▸ What to do:
#1 In the review of Murky Depths #8, who is named as the cover artist?
#2 In the review of Murky Depths #8, write out the text from "Murky Depths #8" up to and including "another great read.", substituting "Illustrator" for "Cover Artist".
#3 Summarize the review of Murky Depths #8 in two sentences.

▸ Extracted text:
───
Murky Depths #8
Edited by Terry Martin
Cover Artist: James Johnson
Review by Sam Tomaino
Murky Depths ISBN/ITEM#: 1752-5586
Date: 20 May 2009
Links: Murky Depths / Pub Info / Table of Contents /
There is no other magazine like Murky Depths, The Quarterly Anthology of Graphically Dark Speculative Fiction, and issue #8 is another great read.
The fiction in the issue begins with "Peachy" by David Tallerman. In this one pager, Peachy is the cat of our unnamed narrator and the cat seems in a strange mood. Why that's the case becomes clear at the end of this perfect little story. That's followed by a graphic piece "The Wrath of God – Part 1" which I'll review when it's complete.
Sam J. Drane's "What the Tongue Will Taste" is about a guy who would have to be described as a sex addict. He's had it with everyone and now he wants something I'll describe as "the greatest love of all". He finds a way for this to be accomplished but things turn out different from what he expects. This was pretty nasty but also pretty effective.
Geoffrey Girard's "Collecting James" starts with two men, James and Zimmerman. Zimmerman is showing James his very special collection, chips taken out of people's skulls that resonate with their special talents. As the story progresses, we learn about James's "hobby". This one was a well-written little chiller.
The graphic tale "Hero in Hell" by James Johnson starts with the death of a super-hero and continues in a locality that the hero does not expect. This was a nice little look at heroes and what makes them.
J Westlake's "Out of Time" features an event that we might have seen before. Marcus is caught in a world in which time stands still. Everyone and everything is frozen like a statue. What's different here is that Westlake takes the story further and we get a look at what it would be like to live in such a world for a long time. Westlake does a good job with this one.
The title "My Muse Wears Army Boots" in the story by Christine Luca really tells us quite a bit. Jeff Billings has a special talent. He can communicate with the recently deceased. He works as a hospital orderly and has the job of taking the dead to the morgue. They tell them the stories of their lives but he lacks the ability to profit from this. He's a wannabe writer but can't translate what he knows into fiction. When he helps a great writer through his last days, he does not get any writer's secrets, but he does acquire something else. This was a good example of "be careful what you wish for".
"Recall" by Chris Huff is another graphic piece which is an effective little look at the issues involved in extending life.
Lawrence Buentello contributes a good little piece about J.T. Evans who suddenly discovers his special power. He can bring the dead back to life. He has been mourning his dead wife for five years. Can he do something for her? This one takes a nice little nasty turn at the end.
Jo is a new mother in Richard Rippon's "Monitor" but she hears strange words coming out of her baby's monitor. Is he calling her nasty names? Just when you think this is going in a certain direction, Rippon surprises us in this little chiller.
There's one last regular story in "Nosing With the Four-Stroke Kid" by Kevin Brown. This is another nice little one-pager which starts with a young man admiring a real cool motorcycle. Its female rider is annoyed at first but he charms her into letting him get on it. Once more we get a real killer ending.
The issue ends with another graphic story in "The Pilgrimage" by Christopher Baker. Zenith is on a special pilgrimage, one in which her friend Zenith gives his life. Baker surprises us with an end we do not expect in another effective story.
───
▸ Dataset entries:
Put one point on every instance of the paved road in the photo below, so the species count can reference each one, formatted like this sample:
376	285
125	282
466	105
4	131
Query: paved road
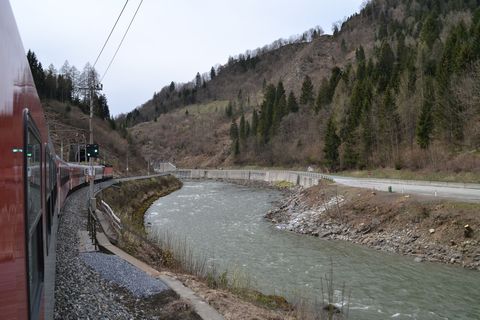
457	191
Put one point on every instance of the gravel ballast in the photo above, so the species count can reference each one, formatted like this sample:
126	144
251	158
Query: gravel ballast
122	273
100	286
79	291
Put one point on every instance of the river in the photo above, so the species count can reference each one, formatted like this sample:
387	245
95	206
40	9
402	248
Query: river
225	221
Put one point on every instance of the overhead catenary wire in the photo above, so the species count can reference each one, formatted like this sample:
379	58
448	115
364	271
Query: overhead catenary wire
111	31
123	38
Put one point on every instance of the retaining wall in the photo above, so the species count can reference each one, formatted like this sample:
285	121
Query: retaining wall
304	179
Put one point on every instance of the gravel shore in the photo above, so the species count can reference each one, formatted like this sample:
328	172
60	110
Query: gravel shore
383	222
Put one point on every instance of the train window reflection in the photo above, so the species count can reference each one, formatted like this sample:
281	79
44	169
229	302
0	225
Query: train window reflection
33	156
34	223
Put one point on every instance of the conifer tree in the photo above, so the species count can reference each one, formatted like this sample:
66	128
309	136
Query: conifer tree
229	110
254	122
332	142
243	129
213	74
430	30
292	104
234	130
266	117
234	136
279	106
425	122
385	65
306	97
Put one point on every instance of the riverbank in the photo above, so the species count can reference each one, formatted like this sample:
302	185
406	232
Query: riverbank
425	228
130	200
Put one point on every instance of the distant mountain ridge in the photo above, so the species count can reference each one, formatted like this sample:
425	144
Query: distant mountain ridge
397	85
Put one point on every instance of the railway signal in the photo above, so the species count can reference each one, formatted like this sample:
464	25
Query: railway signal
92	150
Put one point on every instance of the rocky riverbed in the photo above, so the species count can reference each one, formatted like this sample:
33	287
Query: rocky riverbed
428	230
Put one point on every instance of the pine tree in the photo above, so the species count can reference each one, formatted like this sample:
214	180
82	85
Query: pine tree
292	104
213	74
385	66
254	122
323	95
332	142
306	97
430	30
266	116
234	130
229	110
243	129
236	147
425	122
279	106
234	136
198	80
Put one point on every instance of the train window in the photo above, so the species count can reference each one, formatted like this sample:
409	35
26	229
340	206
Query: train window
33	158
34	228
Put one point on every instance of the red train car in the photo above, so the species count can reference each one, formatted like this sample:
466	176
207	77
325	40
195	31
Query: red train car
34	183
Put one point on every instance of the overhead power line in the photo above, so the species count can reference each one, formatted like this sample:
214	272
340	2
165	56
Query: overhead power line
120	44
111	31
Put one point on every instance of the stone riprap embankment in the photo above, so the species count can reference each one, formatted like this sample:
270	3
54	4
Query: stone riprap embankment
386	224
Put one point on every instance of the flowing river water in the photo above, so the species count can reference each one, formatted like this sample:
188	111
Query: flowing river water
225	221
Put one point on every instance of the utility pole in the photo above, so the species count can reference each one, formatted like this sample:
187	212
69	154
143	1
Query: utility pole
92	172
92	87
127	160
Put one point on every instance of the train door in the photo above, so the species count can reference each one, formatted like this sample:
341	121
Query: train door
33	215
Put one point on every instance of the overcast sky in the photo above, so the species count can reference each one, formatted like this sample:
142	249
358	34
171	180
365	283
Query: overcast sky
168	41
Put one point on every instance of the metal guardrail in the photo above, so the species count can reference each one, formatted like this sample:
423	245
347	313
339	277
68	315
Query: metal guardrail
112	216
92	227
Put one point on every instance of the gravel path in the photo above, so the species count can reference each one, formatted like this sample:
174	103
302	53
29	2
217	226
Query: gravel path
118	271
80	293
100	286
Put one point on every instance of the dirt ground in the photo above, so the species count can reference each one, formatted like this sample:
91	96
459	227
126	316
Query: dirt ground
431	229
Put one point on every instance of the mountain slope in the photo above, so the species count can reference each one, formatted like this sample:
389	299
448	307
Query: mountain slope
399	83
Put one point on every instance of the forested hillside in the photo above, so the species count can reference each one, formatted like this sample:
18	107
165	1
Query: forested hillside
396	85
66	105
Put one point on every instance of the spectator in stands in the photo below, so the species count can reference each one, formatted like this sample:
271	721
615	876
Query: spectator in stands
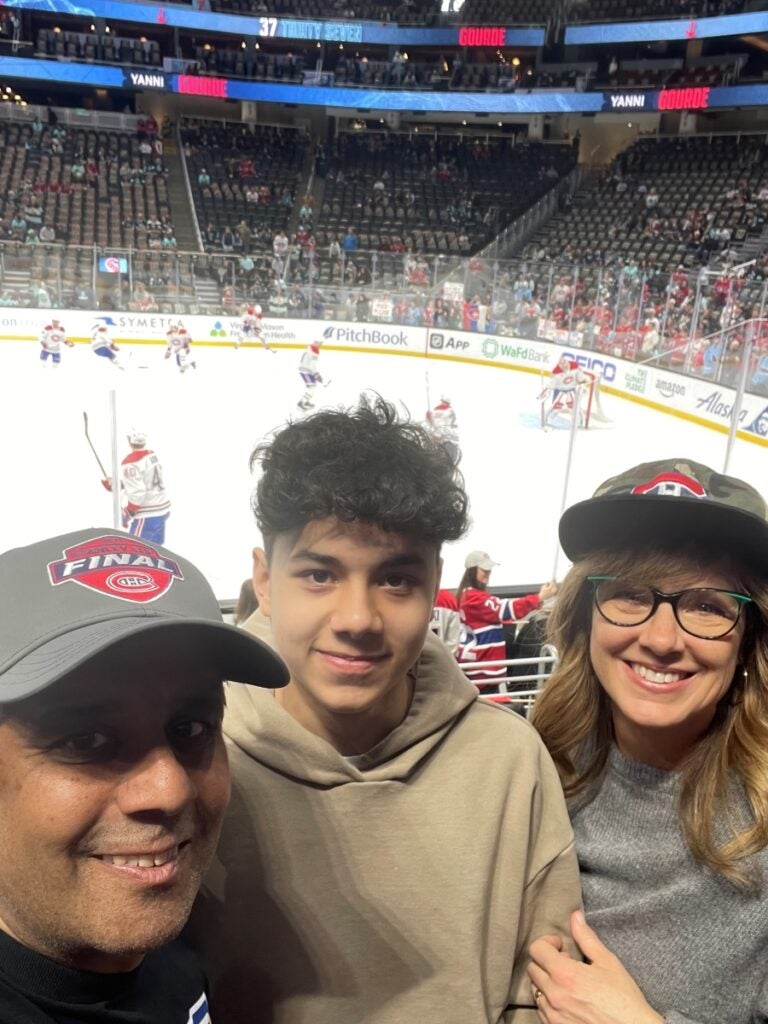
───
▸ Solutions to each task:
#1 James Johnson

#2
Murky Depths #8
Edited by Terry Martin
Illustrator: James Johnson
Review by Sam Tomaino
Murky Depths ISBN/ITEM#: 1752-5586
Date: 20 May 2009
Links: Murky Depths / Pub Info / Table of Contents /
There is no other magazine like Murky Depths, The Quarterly Anthology of Graphically Dark Speculative Fiction, and issue #8 is another great read.

#3 The review says there is no other magazine like Murky Depths and calls issue #8 another great read. It goes through the issue's stories and graphic pieces, from David Tallerman's "Peachy" to Christopher Baker's "The Pilgrimage," and praises most of them.